### Problem details
Pull out every line of the listing below that contains the word "What".

### Region labeling records
──────────────────────────────
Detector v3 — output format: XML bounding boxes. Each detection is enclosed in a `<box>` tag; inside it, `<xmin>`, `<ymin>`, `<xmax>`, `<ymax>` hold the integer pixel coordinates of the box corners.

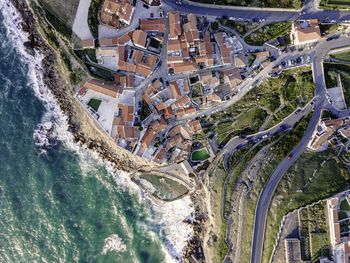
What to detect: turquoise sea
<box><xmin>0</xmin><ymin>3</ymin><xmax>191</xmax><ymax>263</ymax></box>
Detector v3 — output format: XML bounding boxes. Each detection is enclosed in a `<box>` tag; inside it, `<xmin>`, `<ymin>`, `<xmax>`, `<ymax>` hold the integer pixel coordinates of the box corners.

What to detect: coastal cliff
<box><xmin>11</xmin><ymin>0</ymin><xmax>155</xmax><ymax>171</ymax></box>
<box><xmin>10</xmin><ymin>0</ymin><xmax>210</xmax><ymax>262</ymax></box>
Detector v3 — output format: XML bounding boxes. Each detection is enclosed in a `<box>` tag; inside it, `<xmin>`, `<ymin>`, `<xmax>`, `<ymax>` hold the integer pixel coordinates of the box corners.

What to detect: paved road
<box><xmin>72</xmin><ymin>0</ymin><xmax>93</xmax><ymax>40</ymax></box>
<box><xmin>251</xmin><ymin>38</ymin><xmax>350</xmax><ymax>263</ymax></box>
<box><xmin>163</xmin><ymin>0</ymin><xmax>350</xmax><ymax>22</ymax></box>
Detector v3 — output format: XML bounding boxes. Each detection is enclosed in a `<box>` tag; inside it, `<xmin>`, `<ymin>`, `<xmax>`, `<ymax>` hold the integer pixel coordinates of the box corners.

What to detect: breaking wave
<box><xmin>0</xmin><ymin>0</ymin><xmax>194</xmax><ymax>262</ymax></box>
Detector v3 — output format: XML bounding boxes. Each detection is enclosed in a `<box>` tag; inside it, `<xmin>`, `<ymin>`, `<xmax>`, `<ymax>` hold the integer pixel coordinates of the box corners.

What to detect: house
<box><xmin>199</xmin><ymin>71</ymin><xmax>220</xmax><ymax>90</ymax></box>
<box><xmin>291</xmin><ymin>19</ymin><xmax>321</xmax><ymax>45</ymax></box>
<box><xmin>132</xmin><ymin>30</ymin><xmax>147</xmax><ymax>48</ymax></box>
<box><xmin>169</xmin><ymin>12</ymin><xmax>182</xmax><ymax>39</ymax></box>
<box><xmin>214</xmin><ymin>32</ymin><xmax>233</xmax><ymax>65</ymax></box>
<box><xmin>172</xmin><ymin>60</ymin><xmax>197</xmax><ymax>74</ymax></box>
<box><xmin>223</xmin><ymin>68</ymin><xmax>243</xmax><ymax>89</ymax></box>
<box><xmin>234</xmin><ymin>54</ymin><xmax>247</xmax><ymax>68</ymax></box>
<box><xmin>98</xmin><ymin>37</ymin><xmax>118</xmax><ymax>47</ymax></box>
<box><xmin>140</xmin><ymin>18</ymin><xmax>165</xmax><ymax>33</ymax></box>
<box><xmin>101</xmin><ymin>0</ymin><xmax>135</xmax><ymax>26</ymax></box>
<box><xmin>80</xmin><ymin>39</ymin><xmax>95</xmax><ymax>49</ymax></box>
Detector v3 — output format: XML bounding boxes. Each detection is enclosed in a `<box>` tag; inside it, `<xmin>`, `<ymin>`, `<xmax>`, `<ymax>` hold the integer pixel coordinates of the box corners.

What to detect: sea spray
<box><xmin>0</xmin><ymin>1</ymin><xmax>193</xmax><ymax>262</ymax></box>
──────────────────────────────
### Completed task
What to detect: turquoise sea
What to detect: coastal cliff
What to detect: paved road
What to detect: breaking wave
What to detect: house
What to detect: sea spray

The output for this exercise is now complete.